---------- Listed records

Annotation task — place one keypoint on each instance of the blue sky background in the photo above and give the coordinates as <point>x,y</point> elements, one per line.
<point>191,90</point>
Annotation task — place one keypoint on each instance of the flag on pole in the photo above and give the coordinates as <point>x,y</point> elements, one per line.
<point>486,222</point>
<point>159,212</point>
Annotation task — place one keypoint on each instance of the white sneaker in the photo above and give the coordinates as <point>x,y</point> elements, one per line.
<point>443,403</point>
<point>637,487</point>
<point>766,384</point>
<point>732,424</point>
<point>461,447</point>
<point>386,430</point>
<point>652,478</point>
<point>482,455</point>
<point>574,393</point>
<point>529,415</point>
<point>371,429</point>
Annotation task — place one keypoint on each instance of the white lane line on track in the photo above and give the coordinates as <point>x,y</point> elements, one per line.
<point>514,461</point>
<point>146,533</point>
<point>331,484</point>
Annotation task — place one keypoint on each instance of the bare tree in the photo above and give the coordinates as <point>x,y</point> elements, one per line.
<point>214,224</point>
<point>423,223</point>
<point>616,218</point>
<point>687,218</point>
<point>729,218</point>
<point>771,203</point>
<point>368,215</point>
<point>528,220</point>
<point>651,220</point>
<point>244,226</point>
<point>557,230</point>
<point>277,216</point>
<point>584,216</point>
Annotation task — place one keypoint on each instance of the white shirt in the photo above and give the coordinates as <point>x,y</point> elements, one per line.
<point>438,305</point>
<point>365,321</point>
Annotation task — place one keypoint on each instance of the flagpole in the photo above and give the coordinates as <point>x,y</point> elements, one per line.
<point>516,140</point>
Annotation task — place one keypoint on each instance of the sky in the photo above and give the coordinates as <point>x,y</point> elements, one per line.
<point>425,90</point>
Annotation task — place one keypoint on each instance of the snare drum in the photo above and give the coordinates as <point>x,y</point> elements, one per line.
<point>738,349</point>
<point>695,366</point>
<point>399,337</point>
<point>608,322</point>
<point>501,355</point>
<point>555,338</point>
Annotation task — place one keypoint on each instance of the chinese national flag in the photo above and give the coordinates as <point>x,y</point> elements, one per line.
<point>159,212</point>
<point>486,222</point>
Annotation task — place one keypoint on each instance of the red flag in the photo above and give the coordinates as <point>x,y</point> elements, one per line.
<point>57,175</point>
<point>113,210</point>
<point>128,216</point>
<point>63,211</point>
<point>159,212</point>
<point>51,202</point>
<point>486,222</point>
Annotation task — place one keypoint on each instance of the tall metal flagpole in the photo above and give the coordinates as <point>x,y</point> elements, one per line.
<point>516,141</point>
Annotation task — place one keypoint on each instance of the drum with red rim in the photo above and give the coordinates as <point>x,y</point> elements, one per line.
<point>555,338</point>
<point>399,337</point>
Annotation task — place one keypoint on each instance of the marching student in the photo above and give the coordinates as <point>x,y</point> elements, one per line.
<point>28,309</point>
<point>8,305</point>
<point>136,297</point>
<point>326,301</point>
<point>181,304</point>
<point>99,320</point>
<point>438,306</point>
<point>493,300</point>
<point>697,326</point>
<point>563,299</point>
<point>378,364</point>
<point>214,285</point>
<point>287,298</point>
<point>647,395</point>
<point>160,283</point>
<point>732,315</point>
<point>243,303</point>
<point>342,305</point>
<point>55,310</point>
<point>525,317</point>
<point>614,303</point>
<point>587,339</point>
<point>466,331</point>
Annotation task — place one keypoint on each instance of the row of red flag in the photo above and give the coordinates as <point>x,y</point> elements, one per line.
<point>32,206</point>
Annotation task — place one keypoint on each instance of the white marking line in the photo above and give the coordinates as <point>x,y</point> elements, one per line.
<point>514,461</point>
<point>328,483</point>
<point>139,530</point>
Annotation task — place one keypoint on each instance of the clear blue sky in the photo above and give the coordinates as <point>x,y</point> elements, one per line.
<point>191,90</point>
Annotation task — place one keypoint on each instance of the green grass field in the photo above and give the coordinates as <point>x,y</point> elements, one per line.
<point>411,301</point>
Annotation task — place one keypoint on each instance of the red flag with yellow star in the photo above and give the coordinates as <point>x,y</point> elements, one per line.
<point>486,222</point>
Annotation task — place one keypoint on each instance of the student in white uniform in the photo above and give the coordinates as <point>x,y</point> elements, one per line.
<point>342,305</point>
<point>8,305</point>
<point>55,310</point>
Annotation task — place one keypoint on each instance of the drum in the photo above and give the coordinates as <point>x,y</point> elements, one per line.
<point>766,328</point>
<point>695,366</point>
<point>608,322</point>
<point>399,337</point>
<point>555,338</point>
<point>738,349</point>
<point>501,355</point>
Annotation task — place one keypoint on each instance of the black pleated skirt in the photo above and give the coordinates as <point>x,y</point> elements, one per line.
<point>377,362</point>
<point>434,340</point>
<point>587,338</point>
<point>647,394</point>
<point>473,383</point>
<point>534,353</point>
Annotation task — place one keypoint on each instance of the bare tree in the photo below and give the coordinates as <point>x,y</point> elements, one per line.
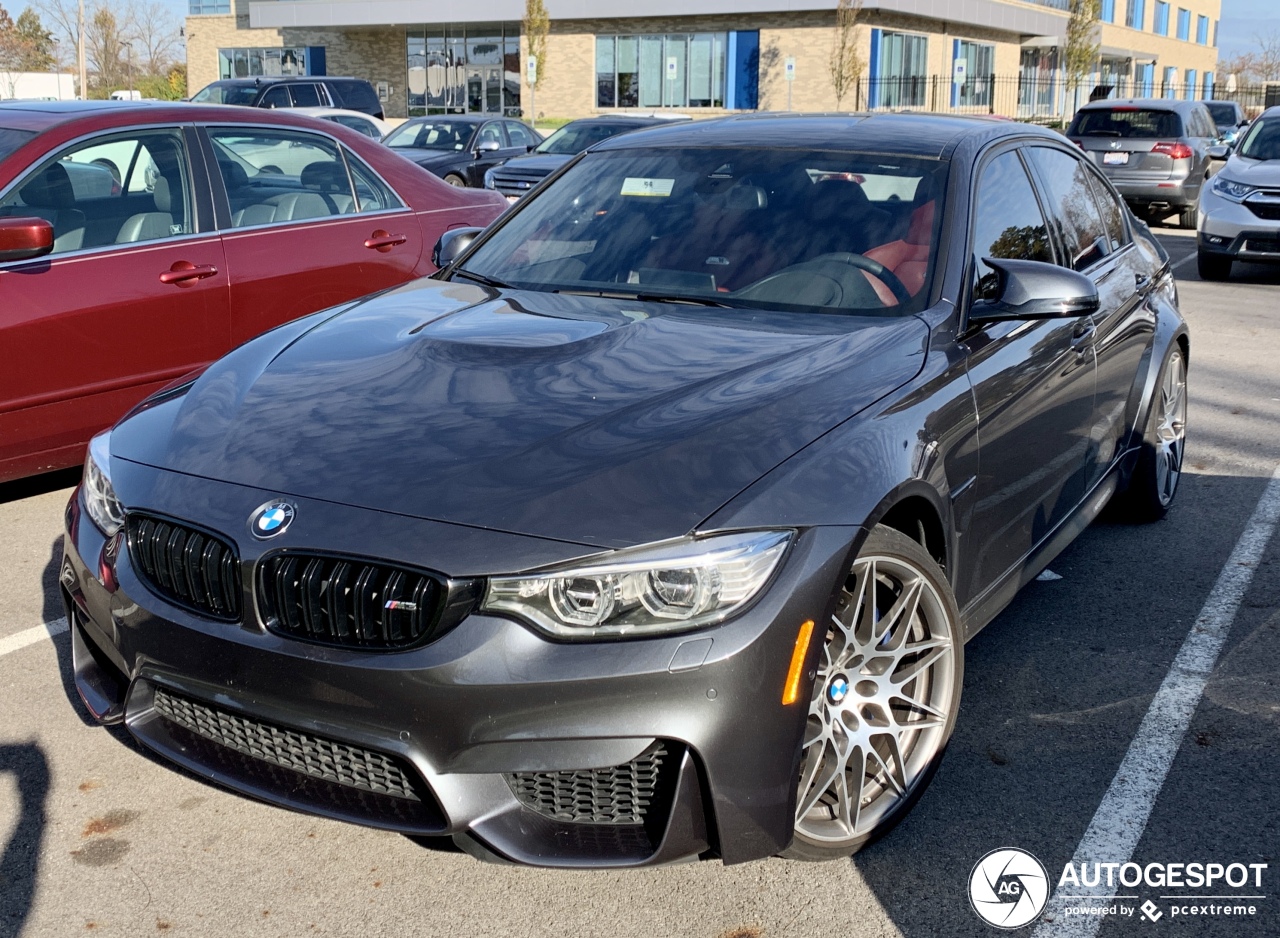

--------------------

■ **Aim**:
Copy out the listing verbatim, from its first line through the line holding "<point>371,429</point>", with both of those lines included.

■ **Full output**:
Annotation task — place one keypoint on each instance of the blue sky background in the photo above and give the coordinates as <point>x,y</point> elements, one per line.
<point>191,90</point>
Annotation task — place one keypoint on each instance of the flag on pole in the photo above and give the coordinates as <point>x,y</point> elements, one per line.
<point>486,222</point>
<point>159,212</point>
Annotation task — place one keypoint on each instance of the white sneaker in the photo above and give the coordinates as <point>x,y</point> elements, one per line.
<point>443,403</point>
<point>637,487</point>
<point>766,384</point>
<point>732,424</point>
<point>461,447</point>
<point>386,430</point>
<point>652,478</point>
<point>482,455</point>
<point>574,393</point>
<point>529,415</point>
<point>371,429</point>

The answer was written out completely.